- Problems to work on
1. Answer these questions from the post on difficult people below, marking each answer with its letter.
(a) Which three places does the post name as locations of difficult people?
(b) Which Bible verse, with its translation, does the post quote?
(c) How many types of difficult people does the post say you may encounter?
2. Translate this sentence from the post on difficult people below into Spanish: "To deal with a difficult person, you must first be willing to deal with yourself."
3. In one to three sentences, explain why the post on difficult people below says the person involved in the test does not realize they are being difficult.

- Reading passage
━━━━━━━━━━━━━━━━
Dealing with difficult people isn’t something you can avoid so you may as well learn how to handle them with poise. Let’s discuss!
Difficult people are everywhere. They’re on your job, in your family, and even in your mirror. To deal with a difficult person, you must first be willing to deal with yourself. What if the difficult person is a mere reflection or an opportunity for you to grow in an area in your life?
Today, we will be discussing how to deal with a difficult person.
This post is all about dealing with difficult people.
Are you ready? Let’s Geaux!
What Does Dealing With Difficult People Actually Mean
Ephesians 6:12 NKJV-For we do not wrestle against flesh and blood, but against principalities, against powers, against the rulers of the darkness of this age, against spiritual hosts of wickedness in the heavenly places.
Living in this world you don’t really have the option of not dealing with people. People are everywhere and you were created to live and thrive with God and people.
Dealing with difficult people means that you’re learning to navigate and manage situations that may not always be comfortable. These are opportunities to grow and display your God-like nature.
Remember you aren’t fighting against flesh and blood enemies, but you are fighting against principalities, powers, rulers of the darkness of this age, and against spiritual hosts of wickedness in the heavenly places.
While you are learning to navigate and manage these situations, it’s very important that you remain true to who God is training you to be.
What if God is using this difficulty to test you? You said that you wanted to be like Christ in every way. This is your opportunity to display what you have been learning.
The person that is involved in this test doesn’t even realize that they are being difficult because they are operating in the way that life taught them to.
Don’t take it personal. Continue to walk in the authentic version of yourself and trust that God has you.
{RELATED POST: 10 Reasons To Trust God: The Answer To All Your Problems}
Common Types Of Difficult People
The word difficult is subjective. It’s based on what you think difficult is. While definitions of a difficult person may vary, I do want to give some characteristics of a difficult person to help you understand yourself and the person that you may be encountering.
Here are five different types of difficult people you may encounter:
1. The Controlling Type
This person wants it their way or no way. It can be very difficult managing a relationship with this person because the truth is love doesn’t demand it’s own way.
━━━━━━━━━━━━━━━━
- Entries shown
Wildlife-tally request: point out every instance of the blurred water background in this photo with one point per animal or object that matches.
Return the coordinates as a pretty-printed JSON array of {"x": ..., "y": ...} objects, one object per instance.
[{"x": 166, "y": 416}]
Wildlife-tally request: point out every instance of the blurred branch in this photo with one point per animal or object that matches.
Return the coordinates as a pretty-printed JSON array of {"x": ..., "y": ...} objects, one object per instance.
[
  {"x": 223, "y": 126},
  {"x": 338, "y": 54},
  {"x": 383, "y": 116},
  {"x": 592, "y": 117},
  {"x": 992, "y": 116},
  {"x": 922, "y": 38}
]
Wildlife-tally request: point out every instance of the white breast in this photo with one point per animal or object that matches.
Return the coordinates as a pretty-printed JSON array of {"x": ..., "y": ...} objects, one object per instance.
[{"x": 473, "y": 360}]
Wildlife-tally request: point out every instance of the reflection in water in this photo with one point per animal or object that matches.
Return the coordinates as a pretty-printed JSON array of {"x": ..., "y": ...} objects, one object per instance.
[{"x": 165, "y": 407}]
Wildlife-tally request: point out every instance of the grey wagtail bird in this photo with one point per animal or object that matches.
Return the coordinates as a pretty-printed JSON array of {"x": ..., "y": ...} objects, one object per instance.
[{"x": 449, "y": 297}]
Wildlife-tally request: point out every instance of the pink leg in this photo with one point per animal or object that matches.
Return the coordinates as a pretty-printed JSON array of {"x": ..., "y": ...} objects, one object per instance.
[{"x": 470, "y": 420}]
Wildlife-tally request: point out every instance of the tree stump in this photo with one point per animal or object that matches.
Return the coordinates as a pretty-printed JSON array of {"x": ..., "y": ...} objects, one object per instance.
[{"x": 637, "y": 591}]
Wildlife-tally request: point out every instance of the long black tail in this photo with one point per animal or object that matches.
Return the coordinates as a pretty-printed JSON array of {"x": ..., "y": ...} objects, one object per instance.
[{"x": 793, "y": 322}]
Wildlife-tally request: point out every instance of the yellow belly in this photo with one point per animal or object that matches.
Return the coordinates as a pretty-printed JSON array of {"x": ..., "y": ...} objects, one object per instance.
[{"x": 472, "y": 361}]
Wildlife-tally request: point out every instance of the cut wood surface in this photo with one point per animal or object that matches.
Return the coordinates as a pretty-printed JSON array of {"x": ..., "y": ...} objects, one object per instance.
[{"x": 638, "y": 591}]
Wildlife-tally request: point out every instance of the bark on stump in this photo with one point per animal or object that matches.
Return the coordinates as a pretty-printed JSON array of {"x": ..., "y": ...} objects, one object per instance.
━━━━━━━━━━━━━━━━
- Answers for the tasks
1.
(a) On your job, in your family, and in your mirror.
(b) Ephesians 6:12 NKJV.
(c) Five.

2. Para tratar con una persona difícil, primero debes estar dispuesto a tratar contigo mismo.

3. The post says this person does not realize they are being difficult because they are acting in the way life taught them to.